Copy the rows below exactly, starting with the line that contains "Could you confirm whether the man's left" and going on through the line that contains "[[0, 0, 812, 376]]".
* BEGIN RECORD SET *
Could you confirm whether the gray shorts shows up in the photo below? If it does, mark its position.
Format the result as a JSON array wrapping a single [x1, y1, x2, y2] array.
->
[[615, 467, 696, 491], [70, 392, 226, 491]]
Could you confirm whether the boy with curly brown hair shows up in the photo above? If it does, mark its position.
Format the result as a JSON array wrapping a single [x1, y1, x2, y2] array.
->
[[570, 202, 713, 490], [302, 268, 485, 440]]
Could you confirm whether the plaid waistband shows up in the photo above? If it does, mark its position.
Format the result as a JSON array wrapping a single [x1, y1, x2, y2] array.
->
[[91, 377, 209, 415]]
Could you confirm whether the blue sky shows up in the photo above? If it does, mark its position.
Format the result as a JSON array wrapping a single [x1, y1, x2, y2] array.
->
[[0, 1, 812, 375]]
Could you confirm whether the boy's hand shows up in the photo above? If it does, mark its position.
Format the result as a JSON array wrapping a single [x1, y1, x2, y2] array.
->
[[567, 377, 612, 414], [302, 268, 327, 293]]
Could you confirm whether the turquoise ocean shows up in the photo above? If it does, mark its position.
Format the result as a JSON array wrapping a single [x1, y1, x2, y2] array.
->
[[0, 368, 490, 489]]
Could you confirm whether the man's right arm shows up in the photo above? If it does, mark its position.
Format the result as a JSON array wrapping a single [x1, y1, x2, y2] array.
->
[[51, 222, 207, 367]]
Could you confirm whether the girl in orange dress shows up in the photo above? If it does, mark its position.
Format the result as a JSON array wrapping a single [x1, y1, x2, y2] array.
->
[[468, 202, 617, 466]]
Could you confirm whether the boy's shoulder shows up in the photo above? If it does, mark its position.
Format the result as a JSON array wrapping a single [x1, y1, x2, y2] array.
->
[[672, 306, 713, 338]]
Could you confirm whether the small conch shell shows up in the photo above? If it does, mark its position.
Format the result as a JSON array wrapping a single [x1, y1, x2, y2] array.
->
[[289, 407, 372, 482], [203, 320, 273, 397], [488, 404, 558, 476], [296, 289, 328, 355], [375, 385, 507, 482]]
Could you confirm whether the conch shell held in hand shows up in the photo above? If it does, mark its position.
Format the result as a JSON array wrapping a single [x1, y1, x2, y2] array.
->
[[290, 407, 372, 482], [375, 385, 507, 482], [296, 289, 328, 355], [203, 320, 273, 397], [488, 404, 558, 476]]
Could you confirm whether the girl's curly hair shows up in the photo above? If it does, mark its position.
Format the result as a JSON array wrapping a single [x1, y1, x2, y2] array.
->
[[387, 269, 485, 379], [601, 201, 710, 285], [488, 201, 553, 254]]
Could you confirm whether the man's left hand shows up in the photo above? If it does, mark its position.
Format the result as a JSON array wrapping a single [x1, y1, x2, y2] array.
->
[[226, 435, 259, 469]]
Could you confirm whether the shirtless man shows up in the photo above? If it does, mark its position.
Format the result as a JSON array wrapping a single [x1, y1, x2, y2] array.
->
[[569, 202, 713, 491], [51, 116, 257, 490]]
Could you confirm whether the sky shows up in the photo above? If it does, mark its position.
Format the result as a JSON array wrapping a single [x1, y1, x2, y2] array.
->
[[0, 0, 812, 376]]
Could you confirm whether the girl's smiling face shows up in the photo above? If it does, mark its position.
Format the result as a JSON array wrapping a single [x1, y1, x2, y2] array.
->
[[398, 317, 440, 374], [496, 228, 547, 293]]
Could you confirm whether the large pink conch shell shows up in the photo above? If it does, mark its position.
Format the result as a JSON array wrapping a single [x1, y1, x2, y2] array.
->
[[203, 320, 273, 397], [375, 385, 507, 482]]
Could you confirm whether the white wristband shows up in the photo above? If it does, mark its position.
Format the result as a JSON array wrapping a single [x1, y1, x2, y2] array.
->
* END RECORD SET *
**CORRECT RESULT:**
Could you confirm whether the man's left hand shows up in the photo above? If it does, mark its position.
Format the result as a JSON array wrapping a single [x1, y1, x2, y2] array.
->
[[226, 435, 259, 469]]
Could you confirm whether the shirtless man shows up in the photo above? If it does, mark its position.
Format the result as a JSON array wrapping a single [x1, y1, x2, y2] array.
->
[[569, 202, 713, 491], [51, 116, 257, 490]]
Could you confirm whether the sky shows up in the photo above? If it does, mark its position.
Format the result as a JSON array wrapping a single [x1, y1, x2, y2] array.
->
[[0, 0, 812, 376]]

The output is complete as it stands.